→ **Written problem**
Count the lines in the material below that contain the string "floor", and reply with the number alone.

— Start Data excerpts —

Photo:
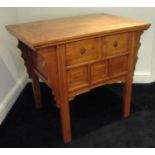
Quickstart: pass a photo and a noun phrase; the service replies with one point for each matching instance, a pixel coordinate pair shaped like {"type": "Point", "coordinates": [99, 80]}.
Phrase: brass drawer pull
{"type": "Point", "coordinates": [82, 51]}
{"type": "Point", "coordinates": [115, 44]}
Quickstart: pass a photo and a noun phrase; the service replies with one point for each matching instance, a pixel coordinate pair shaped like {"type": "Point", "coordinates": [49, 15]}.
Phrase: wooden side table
{"type": "Point", "coordinates": [76, 54]}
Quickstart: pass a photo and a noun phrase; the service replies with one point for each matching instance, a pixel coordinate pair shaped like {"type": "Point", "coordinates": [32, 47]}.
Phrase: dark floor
{"type": "Point", "coordinates": [96, 120]}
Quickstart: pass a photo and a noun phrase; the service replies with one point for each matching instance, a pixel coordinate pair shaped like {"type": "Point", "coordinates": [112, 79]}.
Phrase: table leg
{"type": "Point", "coordinates": [65, 121]}
{"type": "Point", "coordinates": [127, 98]}
{"type": "Point", "coordinates": [36, 90]}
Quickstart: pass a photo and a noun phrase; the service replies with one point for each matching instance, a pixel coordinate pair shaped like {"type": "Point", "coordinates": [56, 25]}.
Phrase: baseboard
{"type": "Point", "coordinates": [11, 97]}
{"type": "Point", "coordinates": [142, 77]}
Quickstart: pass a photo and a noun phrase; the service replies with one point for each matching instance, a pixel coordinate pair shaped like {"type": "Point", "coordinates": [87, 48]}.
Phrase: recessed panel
{"type": "Point", "coordinates": [99, 71]}
{"type": "Point", "coordinates": [77, 77]}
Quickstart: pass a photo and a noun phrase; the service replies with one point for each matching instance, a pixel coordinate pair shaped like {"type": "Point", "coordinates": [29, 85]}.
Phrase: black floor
{"type": "Point", "coordinates": [96, 120]}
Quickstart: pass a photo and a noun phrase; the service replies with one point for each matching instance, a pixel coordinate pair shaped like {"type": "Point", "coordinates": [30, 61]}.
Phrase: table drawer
{"type": "Point", "coordinates": [82, 51]}
{"type": "Point", "coordinates": [115, 44]}
{"type": "Point", "coordinates": [118, 65]}
{"type": "Point", "coordinates": [77, 77]}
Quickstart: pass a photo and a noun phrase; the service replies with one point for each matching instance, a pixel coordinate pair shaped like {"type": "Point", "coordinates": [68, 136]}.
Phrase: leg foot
{"type": "Point", "coordinates": [36, 91]}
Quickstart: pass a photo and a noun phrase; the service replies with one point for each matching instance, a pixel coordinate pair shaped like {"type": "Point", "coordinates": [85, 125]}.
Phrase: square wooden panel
{"type": "Point", "coordinates": [77, 77]}
{"type": "Point", "coordinates": [118, 65]}
{"type": "Point", "coordinates": [99, 71]}
{"type": "Point", "coordinates": [115, 44]}
{"type": "Point", "coordinates": [82, 51]}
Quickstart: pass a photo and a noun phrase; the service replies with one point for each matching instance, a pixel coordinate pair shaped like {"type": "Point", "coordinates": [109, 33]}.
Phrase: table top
{"type": "Point", "coordinates": [54, 31]}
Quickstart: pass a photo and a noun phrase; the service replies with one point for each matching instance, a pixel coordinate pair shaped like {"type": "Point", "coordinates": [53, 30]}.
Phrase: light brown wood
{"type": "Point", "coordinates": [42, 33]}
{"type": "Point", "coordinates": [115, 44]}
{"type": "Point", "coordinates": [82, 51]}
{"type": "Point", "coordinates": [76, 54]}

— End Data excerpts —

→ **Answer to this exercise**
2